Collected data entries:
• • • • • • •
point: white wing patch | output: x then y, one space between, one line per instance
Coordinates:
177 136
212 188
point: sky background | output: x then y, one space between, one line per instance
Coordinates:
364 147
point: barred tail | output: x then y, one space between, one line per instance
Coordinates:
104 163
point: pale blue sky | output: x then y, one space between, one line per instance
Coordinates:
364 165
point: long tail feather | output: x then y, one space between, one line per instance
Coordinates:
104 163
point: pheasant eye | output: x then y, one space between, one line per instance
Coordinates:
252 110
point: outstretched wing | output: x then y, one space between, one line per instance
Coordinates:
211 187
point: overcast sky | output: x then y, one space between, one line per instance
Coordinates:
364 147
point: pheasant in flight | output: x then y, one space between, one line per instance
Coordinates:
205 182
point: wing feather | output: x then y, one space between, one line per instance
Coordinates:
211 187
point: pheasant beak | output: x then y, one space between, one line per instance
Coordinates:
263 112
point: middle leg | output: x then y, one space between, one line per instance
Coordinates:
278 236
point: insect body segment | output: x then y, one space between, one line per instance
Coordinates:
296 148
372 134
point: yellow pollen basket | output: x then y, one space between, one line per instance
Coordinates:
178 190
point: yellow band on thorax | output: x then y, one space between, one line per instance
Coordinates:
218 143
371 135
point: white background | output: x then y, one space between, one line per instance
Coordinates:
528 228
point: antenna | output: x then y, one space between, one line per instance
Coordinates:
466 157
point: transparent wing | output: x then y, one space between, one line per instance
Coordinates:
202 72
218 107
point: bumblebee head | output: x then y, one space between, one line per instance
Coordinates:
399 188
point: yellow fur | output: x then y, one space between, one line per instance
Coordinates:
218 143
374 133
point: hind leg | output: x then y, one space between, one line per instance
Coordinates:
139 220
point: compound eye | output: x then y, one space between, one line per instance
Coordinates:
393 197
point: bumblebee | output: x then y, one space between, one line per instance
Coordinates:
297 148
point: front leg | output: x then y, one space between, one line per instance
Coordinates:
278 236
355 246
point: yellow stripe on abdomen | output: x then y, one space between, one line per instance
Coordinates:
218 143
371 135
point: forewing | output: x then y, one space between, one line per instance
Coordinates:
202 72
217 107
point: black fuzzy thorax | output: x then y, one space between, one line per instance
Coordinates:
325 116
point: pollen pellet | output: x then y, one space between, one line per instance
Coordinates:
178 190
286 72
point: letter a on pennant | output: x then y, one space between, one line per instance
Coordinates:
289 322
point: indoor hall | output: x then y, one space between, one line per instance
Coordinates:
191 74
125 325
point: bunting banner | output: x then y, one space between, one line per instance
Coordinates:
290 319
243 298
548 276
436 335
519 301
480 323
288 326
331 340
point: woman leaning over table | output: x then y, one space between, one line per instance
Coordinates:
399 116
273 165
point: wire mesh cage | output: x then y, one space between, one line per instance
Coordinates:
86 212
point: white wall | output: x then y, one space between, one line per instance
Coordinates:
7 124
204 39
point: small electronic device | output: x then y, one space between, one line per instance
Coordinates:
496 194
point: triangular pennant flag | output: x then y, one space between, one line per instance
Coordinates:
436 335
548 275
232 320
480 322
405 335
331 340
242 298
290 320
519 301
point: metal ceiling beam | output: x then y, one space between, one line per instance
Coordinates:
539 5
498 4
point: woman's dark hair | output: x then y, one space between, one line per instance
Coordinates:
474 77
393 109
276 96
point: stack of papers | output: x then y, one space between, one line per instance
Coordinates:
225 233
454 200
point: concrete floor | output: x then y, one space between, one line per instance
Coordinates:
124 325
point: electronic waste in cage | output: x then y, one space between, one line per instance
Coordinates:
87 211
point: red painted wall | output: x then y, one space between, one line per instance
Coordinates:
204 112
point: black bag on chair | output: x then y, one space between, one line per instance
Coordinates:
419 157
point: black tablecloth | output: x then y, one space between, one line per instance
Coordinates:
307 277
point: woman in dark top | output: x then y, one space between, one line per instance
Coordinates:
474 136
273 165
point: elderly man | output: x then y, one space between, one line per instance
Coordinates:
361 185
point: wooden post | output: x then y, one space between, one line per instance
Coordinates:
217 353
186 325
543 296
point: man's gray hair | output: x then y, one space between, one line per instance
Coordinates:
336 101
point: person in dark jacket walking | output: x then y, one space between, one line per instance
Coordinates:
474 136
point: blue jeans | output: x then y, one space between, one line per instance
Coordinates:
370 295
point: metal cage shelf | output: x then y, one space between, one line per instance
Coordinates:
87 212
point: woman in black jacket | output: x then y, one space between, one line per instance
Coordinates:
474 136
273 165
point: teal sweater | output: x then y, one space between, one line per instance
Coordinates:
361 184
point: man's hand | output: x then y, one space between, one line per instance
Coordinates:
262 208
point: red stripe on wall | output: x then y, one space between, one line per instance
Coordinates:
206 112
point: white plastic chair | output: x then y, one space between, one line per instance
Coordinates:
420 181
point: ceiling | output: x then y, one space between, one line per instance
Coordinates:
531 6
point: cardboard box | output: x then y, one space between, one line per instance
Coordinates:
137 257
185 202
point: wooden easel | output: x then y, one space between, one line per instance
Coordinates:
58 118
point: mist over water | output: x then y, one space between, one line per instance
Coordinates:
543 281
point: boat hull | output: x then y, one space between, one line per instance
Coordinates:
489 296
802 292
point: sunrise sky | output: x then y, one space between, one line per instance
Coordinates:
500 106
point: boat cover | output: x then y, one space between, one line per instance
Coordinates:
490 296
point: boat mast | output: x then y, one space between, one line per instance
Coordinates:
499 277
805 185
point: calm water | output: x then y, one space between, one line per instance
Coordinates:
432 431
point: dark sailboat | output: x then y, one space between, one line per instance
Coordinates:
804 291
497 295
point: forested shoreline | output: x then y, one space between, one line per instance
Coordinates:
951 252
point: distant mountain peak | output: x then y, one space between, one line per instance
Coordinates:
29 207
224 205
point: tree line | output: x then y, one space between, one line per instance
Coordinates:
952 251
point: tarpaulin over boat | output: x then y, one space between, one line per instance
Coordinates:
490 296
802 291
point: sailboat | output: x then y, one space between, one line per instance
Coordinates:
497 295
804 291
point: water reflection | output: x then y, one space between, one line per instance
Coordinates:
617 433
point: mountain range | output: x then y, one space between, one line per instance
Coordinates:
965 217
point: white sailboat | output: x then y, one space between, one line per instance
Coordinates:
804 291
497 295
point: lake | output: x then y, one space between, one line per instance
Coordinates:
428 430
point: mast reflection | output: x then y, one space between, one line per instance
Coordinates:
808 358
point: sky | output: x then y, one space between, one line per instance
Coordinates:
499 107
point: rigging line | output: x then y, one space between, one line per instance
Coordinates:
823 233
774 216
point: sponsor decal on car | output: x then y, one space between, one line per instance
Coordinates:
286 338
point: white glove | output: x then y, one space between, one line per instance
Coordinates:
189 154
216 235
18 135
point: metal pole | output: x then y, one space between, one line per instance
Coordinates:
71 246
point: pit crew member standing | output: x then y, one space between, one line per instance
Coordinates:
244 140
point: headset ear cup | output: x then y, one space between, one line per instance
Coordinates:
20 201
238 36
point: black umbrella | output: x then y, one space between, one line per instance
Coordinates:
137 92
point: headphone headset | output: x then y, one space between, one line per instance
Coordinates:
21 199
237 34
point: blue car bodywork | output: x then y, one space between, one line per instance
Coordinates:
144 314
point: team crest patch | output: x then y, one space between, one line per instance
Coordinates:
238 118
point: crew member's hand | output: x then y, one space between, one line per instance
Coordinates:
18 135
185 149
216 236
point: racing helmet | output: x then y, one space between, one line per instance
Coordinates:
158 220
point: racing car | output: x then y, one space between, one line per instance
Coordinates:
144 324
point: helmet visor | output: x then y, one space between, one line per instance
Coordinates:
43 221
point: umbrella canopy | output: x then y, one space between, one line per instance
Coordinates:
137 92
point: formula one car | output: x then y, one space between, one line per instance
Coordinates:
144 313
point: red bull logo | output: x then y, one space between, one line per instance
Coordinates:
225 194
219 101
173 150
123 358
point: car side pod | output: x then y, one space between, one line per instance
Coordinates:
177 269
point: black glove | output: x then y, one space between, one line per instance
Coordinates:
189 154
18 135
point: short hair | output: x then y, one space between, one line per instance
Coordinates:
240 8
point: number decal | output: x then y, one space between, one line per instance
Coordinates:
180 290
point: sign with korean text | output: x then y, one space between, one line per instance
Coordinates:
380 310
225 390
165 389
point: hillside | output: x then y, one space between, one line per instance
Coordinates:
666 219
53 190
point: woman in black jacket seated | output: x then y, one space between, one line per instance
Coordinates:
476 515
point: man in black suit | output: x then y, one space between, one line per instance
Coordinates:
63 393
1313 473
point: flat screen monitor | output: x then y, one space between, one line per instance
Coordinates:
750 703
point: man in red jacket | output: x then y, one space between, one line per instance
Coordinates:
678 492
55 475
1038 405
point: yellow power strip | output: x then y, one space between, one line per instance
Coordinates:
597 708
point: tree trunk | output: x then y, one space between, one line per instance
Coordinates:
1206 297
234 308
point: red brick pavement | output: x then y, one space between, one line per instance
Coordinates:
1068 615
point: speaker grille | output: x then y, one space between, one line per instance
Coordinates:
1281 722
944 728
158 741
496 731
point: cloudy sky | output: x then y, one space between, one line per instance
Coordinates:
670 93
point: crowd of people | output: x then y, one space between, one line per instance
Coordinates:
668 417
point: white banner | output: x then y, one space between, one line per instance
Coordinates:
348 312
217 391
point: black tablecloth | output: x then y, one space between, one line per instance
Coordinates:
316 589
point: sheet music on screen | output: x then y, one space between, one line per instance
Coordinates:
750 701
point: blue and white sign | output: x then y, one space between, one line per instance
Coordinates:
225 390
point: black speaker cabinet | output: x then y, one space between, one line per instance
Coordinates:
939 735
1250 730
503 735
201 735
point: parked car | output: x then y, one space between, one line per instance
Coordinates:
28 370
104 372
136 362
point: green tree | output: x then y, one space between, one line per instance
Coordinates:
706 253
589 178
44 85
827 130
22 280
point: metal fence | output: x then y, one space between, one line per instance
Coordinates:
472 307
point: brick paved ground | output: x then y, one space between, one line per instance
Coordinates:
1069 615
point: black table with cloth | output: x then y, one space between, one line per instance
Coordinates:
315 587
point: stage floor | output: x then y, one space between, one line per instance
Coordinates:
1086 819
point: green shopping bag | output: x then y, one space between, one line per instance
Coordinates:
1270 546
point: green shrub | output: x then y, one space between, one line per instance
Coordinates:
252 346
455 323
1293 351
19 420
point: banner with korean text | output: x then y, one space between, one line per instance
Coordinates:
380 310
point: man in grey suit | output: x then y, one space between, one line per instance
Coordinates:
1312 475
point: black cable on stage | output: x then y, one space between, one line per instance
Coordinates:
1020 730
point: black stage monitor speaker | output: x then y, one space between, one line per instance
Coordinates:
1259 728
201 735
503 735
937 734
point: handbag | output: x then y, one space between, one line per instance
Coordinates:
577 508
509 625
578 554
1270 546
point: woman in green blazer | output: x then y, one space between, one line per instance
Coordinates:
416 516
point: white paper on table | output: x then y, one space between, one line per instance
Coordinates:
• • • • • • •
What this task involves: The required output is a copy of each line in the records where the string "thorax" occurs.

Response for this exercise:
point: yellow band on thorax | output: x then y, one space between, one line per instance
point: black fuzzy thorax | output: x then y, one space between, one line per instance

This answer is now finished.